══ RAW DATA

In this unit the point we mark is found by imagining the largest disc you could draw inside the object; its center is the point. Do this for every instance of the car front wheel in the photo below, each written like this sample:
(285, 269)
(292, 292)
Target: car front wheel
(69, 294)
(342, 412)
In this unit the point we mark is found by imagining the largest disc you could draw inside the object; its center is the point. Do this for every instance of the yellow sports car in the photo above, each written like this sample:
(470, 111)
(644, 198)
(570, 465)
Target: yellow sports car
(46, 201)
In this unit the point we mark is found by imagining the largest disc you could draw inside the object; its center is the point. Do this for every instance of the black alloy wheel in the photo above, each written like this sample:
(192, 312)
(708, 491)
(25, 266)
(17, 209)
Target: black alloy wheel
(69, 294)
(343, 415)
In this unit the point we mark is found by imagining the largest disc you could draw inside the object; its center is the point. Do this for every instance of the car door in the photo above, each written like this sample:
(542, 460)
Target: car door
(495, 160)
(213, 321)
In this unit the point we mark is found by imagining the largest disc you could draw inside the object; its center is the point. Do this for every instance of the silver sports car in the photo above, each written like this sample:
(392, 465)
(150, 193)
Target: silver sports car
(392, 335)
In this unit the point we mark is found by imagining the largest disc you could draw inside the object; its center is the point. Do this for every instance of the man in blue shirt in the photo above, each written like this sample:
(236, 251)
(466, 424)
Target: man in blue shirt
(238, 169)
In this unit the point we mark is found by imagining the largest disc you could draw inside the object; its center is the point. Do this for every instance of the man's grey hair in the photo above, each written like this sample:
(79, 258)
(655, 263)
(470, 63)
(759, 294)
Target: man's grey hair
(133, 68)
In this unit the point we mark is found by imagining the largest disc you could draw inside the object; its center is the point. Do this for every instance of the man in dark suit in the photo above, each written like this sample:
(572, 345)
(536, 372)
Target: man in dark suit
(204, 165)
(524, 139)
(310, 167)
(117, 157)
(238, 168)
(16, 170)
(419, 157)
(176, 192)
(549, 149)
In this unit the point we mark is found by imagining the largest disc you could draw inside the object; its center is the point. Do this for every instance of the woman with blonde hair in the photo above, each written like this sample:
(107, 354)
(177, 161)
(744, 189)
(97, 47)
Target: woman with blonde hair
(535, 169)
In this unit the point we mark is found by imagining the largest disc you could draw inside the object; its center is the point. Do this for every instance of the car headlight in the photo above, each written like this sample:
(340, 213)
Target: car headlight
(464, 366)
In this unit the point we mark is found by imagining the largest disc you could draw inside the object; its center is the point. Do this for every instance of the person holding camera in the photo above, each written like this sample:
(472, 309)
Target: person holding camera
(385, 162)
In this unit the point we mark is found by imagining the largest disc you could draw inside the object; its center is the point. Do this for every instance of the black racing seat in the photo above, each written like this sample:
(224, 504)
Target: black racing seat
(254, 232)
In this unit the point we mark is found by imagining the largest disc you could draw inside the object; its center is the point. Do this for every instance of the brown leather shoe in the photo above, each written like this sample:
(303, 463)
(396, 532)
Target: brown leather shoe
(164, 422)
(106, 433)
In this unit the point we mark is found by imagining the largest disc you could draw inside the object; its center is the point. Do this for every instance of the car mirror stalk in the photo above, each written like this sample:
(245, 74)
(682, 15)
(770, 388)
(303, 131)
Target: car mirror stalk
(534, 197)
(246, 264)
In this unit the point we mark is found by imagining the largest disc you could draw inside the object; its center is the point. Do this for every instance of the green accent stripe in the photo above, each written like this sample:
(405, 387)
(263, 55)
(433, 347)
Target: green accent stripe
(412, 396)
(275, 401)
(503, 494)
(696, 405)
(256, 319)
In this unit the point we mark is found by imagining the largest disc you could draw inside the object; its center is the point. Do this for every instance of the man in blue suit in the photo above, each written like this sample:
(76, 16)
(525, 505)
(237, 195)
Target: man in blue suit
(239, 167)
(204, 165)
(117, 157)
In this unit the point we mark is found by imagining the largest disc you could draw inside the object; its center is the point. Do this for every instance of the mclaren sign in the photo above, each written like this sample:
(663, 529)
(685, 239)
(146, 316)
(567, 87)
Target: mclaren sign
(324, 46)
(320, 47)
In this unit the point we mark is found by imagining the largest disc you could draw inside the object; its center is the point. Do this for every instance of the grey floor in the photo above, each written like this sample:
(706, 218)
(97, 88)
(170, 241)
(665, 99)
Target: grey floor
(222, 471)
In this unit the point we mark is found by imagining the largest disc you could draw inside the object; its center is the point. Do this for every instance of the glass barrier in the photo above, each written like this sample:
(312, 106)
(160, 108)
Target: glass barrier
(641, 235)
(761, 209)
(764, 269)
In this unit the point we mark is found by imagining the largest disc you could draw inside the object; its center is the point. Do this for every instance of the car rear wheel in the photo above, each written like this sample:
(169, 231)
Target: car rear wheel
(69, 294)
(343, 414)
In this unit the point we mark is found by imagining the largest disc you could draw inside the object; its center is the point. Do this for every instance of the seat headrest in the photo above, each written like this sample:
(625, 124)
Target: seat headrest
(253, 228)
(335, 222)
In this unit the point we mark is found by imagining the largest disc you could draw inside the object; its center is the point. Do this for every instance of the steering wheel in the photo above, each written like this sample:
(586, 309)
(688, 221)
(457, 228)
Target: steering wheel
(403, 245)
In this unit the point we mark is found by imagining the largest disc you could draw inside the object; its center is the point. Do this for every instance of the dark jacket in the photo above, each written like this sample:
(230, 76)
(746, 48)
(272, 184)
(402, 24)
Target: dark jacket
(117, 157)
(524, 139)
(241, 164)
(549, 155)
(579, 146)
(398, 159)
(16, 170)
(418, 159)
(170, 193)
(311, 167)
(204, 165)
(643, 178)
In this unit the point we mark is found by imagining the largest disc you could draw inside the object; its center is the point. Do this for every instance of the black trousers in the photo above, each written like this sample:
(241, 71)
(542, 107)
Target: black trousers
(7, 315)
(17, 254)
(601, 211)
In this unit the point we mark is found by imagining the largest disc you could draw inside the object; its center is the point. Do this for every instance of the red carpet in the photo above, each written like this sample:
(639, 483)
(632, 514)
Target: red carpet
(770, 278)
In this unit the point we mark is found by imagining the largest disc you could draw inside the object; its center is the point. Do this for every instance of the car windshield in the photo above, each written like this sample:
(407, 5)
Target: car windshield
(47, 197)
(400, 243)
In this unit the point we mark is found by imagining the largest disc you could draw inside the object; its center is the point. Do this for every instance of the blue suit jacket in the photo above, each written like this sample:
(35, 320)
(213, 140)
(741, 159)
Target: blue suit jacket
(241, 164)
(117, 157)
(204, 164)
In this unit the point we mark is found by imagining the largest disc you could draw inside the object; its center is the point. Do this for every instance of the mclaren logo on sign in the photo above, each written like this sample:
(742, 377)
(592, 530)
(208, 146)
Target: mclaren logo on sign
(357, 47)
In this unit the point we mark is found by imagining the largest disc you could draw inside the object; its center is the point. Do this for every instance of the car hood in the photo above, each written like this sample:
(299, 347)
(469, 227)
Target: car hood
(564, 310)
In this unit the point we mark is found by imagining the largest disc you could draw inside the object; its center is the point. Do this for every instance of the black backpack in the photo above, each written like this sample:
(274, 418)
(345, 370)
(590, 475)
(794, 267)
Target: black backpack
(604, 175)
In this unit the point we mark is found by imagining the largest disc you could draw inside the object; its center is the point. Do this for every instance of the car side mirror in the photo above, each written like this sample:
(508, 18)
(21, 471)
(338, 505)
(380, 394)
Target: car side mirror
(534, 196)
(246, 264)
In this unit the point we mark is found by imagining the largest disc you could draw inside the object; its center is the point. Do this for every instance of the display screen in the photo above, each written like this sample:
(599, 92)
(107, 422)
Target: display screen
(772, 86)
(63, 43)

════
══ RAW DATA

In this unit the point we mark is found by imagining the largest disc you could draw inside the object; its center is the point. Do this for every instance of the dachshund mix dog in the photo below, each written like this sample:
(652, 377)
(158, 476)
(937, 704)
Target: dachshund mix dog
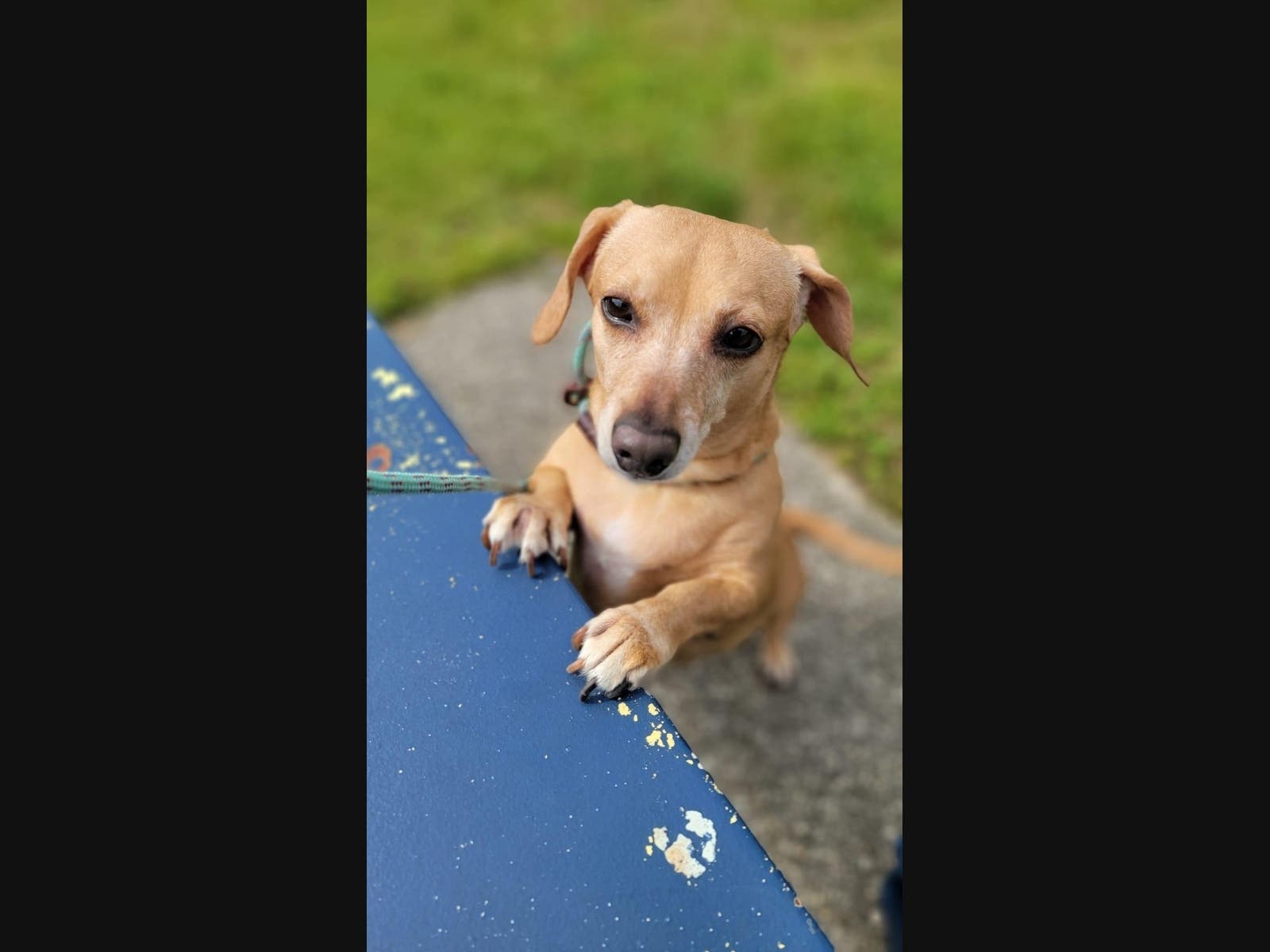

════

◆ **WHAT YOU HAVE TO DO**: Copy verbatim the lines of the material starting at the line containing "of the dachshund" and ending at the line containing "Target: dachshund mix dog", including both of those lines.

◆ **OUTPUT**:
In this unit the point we mark is found by imagining the largest disc you could draw inside the object; its center is the point. Do this for every instance of the dachshund mix dog in the photo below, each written like this sample:
(652, 377)
(158, 476)
(937, 704)
Target: dachshund mix dog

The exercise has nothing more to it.